◆ What to produce: An exact restatement of the entire listing is needed, excluding all images.

####

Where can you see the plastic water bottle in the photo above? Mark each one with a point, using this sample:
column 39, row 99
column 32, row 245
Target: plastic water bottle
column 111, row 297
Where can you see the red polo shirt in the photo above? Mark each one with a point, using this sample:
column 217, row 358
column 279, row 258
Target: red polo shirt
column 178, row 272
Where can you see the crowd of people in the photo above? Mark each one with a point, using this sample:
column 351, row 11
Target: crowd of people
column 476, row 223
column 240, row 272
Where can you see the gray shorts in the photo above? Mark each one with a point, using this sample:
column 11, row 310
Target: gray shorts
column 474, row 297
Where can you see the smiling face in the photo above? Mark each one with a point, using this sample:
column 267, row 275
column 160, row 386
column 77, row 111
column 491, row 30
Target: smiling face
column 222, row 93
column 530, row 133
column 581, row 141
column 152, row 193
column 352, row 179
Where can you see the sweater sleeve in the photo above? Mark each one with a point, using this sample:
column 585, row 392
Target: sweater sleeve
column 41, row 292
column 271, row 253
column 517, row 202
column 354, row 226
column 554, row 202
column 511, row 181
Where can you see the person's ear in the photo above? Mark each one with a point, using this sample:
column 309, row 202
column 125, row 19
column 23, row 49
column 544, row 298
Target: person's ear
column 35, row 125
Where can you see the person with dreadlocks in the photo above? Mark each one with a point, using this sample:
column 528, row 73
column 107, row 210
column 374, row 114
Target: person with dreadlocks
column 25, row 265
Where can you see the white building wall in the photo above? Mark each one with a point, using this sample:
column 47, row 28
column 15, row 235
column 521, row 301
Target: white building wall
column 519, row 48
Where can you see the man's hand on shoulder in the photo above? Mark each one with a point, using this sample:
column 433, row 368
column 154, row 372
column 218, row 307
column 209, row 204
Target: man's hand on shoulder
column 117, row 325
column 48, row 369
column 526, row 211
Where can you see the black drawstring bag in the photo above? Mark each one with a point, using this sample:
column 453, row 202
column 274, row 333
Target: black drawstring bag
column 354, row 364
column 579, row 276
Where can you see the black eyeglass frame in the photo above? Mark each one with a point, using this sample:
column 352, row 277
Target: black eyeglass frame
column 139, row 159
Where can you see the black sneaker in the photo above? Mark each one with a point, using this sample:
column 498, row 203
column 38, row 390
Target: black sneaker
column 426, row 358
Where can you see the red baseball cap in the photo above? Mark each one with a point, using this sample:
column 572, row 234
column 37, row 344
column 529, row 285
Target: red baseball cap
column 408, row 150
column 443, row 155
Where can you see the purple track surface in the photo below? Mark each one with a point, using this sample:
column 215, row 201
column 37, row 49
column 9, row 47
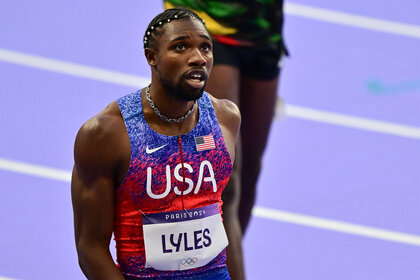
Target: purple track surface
column 313, row 168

####

◆ Worked solution:
Where can you see the plastic water bottle in the photo above? Mark each one with a point, using this sample:
column 39, row 99
column 32, row 245
Target: plastic water bottle
column 111, row 297
Where can you see the red polo shirt in the photo above? Mark each one with a point, using this sample:
column 217, row 358
column 279, row 258
Target: red polo shirt
column 178, row 272
Where can you see the crowd of people in the photo above? Mark each one with a point, using this sample:
column 351, row 11
Target: crowd of people
column 476, row 223
column 240, row 272
Where can you see the gray shorts in the photo above? Mark each one with a point, using this sample:
column 11, row 310
Target: gray shorts
column 474, row 297
Where can you see the smiling face in the photo above? Mark each one with a point, using this sample:
column 267, row 275
column 160, row 386
column 77, row 111
column 491, row 30
Target: smiling face
column 222, row 93
column 530, row 133
column 581, row 141
column 152, row 193
column 352, row 179
Where can you see the sweater sleeve in the photo above? Mark each one with a point, using this sample:
column 585, row 392
Target: sweater sleeve
column 41, row 292
column 271, row 253
column 517, row 202
column 354, row 226
column 554, row 202
column 511, row 181
Where can you see the person's ear in the photo above? Mark each one with a point, using this sample:
column 309, row 202
column 125, row 19
column 23, row 49
column 544, row 298
Target: person's ear
column 35, row 125
Where can you see the person with dreadlocks in the photo above? Mark each one with a point, using this sample:
column 528, row 73
column 107, row 210
column 374, row 114
Target: person with dreadlocks
column 25, row 265
Where can you see the white building wall in the photo above? Mark each one with a point, using this sample:
column 47, row 28
column 15, row 235
column 521, row 301
Target: white building wall
column 519, row 48
Where can you see the man's hand on shoulder in the photo above? Mark each one with a point, using this sample:
column 433, row 368
column 154, row 372
column 218, row 307
column 209, row 204
Target: man's hand on shoulder
column 117, row 325
column 48, row 369
column 526, row 211
Where can you see the black drawstring bag in the photo above? Mark each one with a point, using this sample:
column 453, row 202
column 274, row 333
Target: black drawstring bag
column 354, row 364
column 579, row 276
Where can you see the black eyeglass frame in the photo above? Mark each one with a point, using this sample:
column 352, row 277
Target: black eyeglass frame
column 139, row 159
Where can you see the black sneaker in the photo above? Mark each one with a point, using this sample:
column 498, row 203
column 38, row 390
Target: black sneaker
column 426, row 358
Where can you see the red baseball cap in the photo above? Mark each one with a point, using this sample:
column 572, row 234
column 37, row 344
column 529, row 285
Target: red baseball cap
column 408, row 150
column 443, row 155
Where can you see the purple track surface in the photo below? Mark each one with a point, using this sample:
column 215, row 201
column 37, row 49
column 9, row 47
Target: purple track surface
column 313, row 168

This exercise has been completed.